PROBLEM REQUIREMENTS:
Your answer must be an exact copy of the records, with no pictures included.

══════

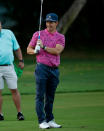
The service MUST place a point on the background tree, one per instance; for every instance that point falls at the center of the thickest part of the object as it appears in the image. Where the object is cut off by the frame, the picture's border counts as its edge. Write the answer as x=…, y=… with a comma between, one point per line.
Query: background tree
x=70, y=15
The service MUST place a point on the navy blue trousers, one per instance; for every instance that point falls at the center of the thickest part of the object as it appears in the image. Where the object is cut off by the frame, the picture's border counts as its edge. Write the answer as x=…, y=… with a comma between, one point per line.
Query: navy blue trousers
x=47, y=79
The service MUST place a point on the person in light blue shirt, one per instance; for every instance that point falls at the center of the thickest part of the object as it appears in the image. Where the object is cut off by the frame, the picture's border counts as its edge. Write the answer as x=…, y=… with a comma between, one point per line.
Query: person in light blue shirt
x=8, y=45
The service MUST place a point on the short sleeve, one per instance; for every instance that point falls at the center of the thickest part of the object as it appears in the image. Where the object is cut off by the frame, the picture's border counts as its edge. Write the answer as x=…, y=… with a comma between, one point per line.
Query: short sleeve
x=15, y=43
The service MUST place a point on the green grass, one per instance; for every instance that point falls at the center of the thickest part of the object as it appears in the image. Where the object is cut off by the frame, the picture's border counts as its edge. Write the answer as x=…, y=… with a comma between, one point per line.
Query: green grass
x=76, y=75
x=75, y=111
x=79, y=104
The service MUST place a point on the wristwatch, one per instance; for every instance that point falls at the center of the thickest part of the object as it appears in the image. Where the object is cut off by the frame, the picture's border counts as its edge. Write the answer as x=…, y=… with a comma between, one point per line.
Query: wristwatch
x=21, y=60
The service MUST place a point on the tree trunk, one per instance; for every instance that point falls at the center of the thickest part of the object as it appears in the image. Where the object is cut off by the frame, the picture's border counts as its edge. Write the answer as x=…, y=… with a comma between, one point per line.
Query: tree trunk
x=68, y=18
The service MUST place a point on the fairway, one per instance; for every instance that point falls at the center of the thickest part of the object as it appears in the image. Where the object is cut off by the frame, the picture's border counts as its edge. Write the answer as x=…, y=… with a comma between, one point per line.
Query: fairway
x=75, y=111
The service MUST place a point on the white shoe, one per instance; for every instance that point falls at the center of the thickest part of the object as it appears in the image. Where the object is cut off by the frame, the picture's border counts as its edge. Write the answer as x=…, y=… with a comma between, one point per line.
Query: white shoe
x=53, y=124
x=44, y=125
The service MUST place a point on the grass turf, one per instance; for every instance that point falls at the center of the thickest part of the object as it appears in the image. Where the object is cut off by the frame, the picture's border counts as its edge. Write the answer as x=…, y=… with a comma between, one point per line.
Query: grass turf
x=75, y=111
x=76, y=75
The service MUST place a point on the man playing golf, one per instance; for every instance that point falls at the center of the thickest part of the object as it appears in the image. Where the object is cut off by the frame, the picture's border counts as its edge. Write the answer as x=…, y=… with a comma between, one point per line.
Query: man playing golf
x=47, y=73
x=8, y=44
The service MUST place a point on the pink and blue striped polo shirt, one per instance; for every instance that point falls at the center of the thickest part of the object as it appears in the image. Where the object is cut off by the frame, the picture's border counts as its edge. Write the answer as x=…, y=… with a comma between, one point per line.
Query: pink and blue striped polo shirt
x=49, y=40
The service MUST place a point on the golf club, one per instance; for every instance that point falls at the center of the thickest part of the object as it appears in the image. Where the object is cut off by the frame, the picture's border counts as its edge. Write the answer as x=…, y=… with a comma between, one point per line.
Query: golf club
x=37, y=48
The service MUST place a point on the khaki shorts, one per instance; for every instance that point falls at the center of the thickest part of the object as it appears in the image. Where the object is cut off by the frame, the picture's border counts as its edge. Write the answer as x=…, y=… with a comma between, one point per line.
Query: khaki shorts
x=8, y=74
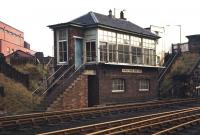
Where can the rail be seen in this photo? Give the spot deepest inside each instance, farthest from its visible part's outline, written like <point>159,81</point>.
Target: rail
<point>105,125</point>
<point>33,119</point>
<point>178,127</point>
<point>146,126</point>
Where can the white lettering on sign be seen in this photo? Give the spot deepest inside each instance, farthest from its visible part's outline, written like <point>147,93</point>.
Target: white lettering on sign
<point>131,71</point>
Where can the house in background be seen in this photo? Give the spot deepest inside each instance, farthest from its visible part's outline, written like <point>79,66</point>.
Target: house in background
<point>12,39</point>
<point>115,58</point>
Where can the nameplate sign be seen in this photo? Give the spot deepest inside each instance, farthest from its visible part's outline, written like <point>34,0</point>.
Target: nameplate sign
<point>131,71</point>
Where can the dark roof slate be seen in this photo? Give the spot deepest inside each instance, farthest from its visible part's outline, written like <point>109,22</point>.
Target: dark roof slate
<point>93,18</point>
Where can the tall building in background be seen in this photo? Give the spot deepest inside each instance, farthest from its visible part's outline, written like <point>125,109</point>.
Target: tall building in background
<point>12,39</point>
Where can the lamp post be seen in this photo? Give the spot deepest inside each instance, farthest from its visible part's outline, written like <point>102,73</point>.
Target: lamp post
<point>179,30</point>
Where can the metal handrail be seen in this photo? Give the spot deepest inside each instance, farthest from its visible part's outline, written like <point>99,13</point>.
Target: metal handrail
<point>46,80</point>
<point>49,78</point>
<point>66,71</point>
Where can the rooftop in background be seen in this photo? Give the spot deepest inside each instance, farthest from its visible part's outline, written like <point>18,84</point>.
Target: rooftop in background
<point>12,39</point>
<point>93,19</point>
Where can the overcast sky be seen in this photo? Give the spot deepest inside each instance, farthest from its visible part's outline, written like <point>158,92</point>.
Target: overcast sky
<point>32,16</point>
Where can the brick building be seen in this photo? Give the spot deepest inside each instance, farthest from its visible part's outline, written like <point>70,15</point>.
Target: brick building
<point>116,60</point>
<point>12,39</point>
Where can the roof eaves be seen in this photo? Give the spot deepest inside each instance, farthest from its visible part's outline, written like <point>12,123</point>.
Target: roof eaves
<point>94,17</point>
<point>126,31</point>
<point>64,25</point>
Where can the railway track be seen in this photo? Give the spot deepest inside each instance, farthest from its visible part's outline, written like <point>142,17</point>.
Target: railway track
<point>113,126</point>
<point>37,119</point>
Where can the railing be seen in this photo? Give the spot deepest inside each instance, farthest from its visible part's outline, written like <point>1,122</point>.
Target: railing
<point>59,78</point>
<point>41,87</point>
<point>40,90</point>
<point>66,82</point>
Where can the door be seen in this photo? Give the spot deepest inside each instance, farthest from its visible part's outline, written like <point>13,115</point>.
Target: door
<point>78,52</point>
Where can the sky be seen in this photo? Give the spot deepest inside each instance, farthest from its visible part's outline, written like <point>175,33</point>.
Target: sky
<point>33,16</point>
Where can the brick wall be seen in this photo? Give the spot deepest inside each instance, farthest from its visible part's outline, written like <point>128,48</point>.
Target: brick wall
<point>132,93</point>
<point>11,40</point>
<point>75,96</point>
<point>11,34</point>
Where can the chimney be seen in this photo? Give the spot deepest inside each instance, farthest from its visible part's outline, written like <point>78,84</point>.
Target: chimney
<point>110,13</point>
<point>122,15</point>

══════

SOLUTION TO THE PROBLEM:
The service MUST place a point on the background tree, one per instance; for every instance that point falls at the center of the thickest part of the object as it appears in the image. Where the object is cut off by the frame, the picture's border counts as its edge. Write the answer as x=…, y=… with a comma between, one point per line.
Query: background tree
x=70, y=15
The service MUST place a point on the navy blue trousers, one per instance; for every instance that point falls at the center of the thickest part of the object as it appears in the image. Where the object is cut off by the frame, the picture's border counts as its edge. Write the answer as x=…, y=… with a comma between, one point per line.
Query: navy blue trousers
x=47, y=79
The service MUST place a point on the person in light blue shirt, one per instance; for every instance that point falls at the center of the thickest part of the object as it appears in the image. Where the object is cut off by the frame, the picture's border counts as its edge. Write the answer as x=…, y=… with a comma between, one point per line.
Query: person in light blue shirt
x=8, y=45
The service MUST place a point on the short sleeve, one per instance; for every instance that point falls at the center of the thickest part of the object as it appears in the image. Where the object is cut off by the frame, the picture's border counts as its edge. Write the answer as x=…, y=… with a comma between, one point per line.
Query: short sleeve
x=15, y=43
The service MUST place a point on the green grass, one per instance; for every instance that point falls at the center of the thickest part of the object as it appears in the image. Where the object is cut off by the frame, the picture's border counts as its edge. Write the answer as x=…, y=… with a comma between, one point per line.
Query: green grass
x=76, y=75
x=75, y=111
x=79, y=104
The service MUST place a point on the wristwatch, one per instance; for every instance that point falls at the center of the thickest part of the object as it appears in the image. Where the object is cut off by the frame, the picture's border counts as its edge. Write the answer as x=…, y=… with a comma between, one point per line.
Query: wristwatch
x=21, y=60
The service MUST place a point on the tree trunk, one per instance; for every instance that point falls at the center of the thickest part of the object as it appears in the image. Where the object is cut off by the frame, the picture's border counts as its edge. Write the answer as x=…, y=… with a comma between, one point per line.
Query: tree trunk
x=68, y=18
The service MUST place a point on the fairway, one per instance; for every instance that point falls at the center of the thickest part of the object as it appears in the image. Where the object is cut off by the frame, the picture's border counts as its edge. Write the answer as x=…, y=… with a comma between, one point per line.
Query: fairway
x=75, y=111
The service MUST place a point on the white shoe, one per instance; for every instance that point falls at the center of the thickest part of the object as it appears in the image. Where the object is cut off by the frame, the picture's border counts as its edge. Write the answer as x=…, y=… with a comma between, one point per line.
Query: white shoe
x=53, y=124
x=44, y=125
The service MUST place a point on the grass turf, one per instance; for every instance that point falls at the center of the thickest part of the object as it appears in the image. Where the object is cut off by the frame, the picture's border counts as its edge. Write the answer as x=…, y=… with a comma between, one point per line.
Query: grass turf
x=75, y=111
x=76, y=75
The service MUST place a point on the man playing golf, one per instance; for every instance that point falls at the center of the thickest part of the object as it appears in the image. Where the object is cut off by the frame, the picture's border counts as its edge. Write the answer as x=…, y=… with a comma between, one point per line.
Query: man playing golf
x=47, y=73
x=8, y=44
The service MUST place a point on the pink and blue striped polo shirt, one per instance; for every instance that point falls at the center of the thickest part of the object as it appears in the image. Where the object is cut off by the frame, the picture's border counts as its edge. Write the answer as x=…, y=… with a comma between, one point per line.
Query: pink and blue striped polo shirt
x=49, y=40
The service MUST place a point on the golf club, one per instance; for every instance that point falls at the center of the thickest part of the object as it appears in the image. Where the object is cut off by the frame, the picture's border counts as its edge. Write the answer as x=…, y=… with a comma between, one point per line.
Query: golf club
x=37, y=48
The service MUST place a point on the khaki shorts, one per instance; for every instance that point falls at the center of the thickest part of the object as it appears in the image. Where the object is cut off by the frame, the picture's border counts as its edge. Write the answer as x=…, y=… with a comma between, one point per line.
Query: khaki shorts
x=8, y=74
Where can the rail be seen in this photo? Give the spot deepest inside each instance, farthest from its visible part's outline, written like <point>159,81</point>.
Target: rail
<point>105,125</point>
<point>33,119</point>
<point>178,127</point>
<point>146,126</point>
Where can the white lettering on sign be seen in this photo? Give the spot deepest inside each instance, farthest from its visible part's outline, written like <point>147,93</point>.
Target: white lettering on sign
<point>131,71</point>
Where can the house in background be seen in this photo? Give the spot deepest inside each instance, farthest from its visible part's outline, written like <point>79,66</point>.
Target: house in background
<point>12,39</point>
<point>115,58</point>
Where can the nameplate sign be seen in this photo? Give the spot deepest inside each instance, farthest from its visible part's outline, written like <point>34,0</point>.
Target: nameplate sign
<point>131,71</point>
Where can the dark roof slate be seen in this photo? Give the spot deepest inside each instance, farthest from its visible part's outline, written like <point>109,22</point>.
Target: dark roof slate
<point>93,18</point>
Where can the tall building in background be seen in this photo? Give the spot deepest inside each instance, farthest from its visible part's outline, written like <point>125,109</point>.
Target: tall building in background
<point>12,39</point>
Where can the lamp post be seen in this photo? Give the spot deepest inside each instance, farthest from its visible part's outline, written like <point>102,73</point>.
Target: lamp post
<point>179,30</point>
Where can the metal handrail be seen in this photo? Give the spot deepest inside each instance, farthest from its visible part's outline, written like <point>99,13</point>.
Target: metal handrail
<point>46,80</point>
<point>49,78</point>
<point>66,71</point>
Where can the rooftop in background be seen in this photo? Give the spot deepest inside each instance, farthest from its visible part's outline, written like <point>18,84</point>.
Target: rooftop in background
<point>12,39</point>
<point>93,19</point>
Where can the overcast sky be seen in this photo? Give the spot deepest inside each instance, farthest from its visible part's outline, written like <point>158,92</point>.
Target: overcast sky
<point>32,16</point>
Where can the brick building be seen in this photo? Give the spot deepest inside each instance, farthest from its visible part's outline, written like <point>70,15</point>.
Target: brick building
<point>116,60</point>
<point>12,39</point>
Where can the roof eaves be seen in this photo? Give the spot deepest inside each instance, farthest from its visible part's outline, written like <point>12,123</point>.
Target: roof eaves
<point>94,17</point>
<point>126,31</point>
<point>64,25</point>
Where can the railway track be seen in this photo? Give the spot deepest inside each instance, farthest from its visible part's outline, written like <point>142,17</point>.
Target: railway track
<point>113,126</point>
<point>37,119</point>
Where can the railing be seen in this photo? Give the spot deepest inside each instance, farthest from its visible part's outline, written like <point>1,122</point>.
Target: railing
<point>59,78</point>
<point>41,87</point>
<point>40,90</point>
<point>66,82</point>
Where can the door be seen in this photo? Give the spot deepest inside each instance, farthest from its visible part's outline, written like <point>13,115</point>.
Target: door
<point>78,52</point>
Where can the sky be seen in this photo? Give the spot deepest inside each instance, farthest from its visible part's outline, written like <point>175,33</point>.
Target: sky
<point>33,16</point>
Where can the brick wall be seen in this photo? Give the spot deepest inside each instance, farthest from its visible part's outline, written like <point>128,48</point>.
Target: brick wall
<point>132,93</point>
<point>11,40</point>
<point>75,96</point>
<point>11,34</point>
Where can the chimney be seen in this photo? Give the spot deepest inside each instance, farthest from its visible part's outline, written like <point>78,84</point>.
Target: chimney
<point>110,13</point>
<point>122,15</point>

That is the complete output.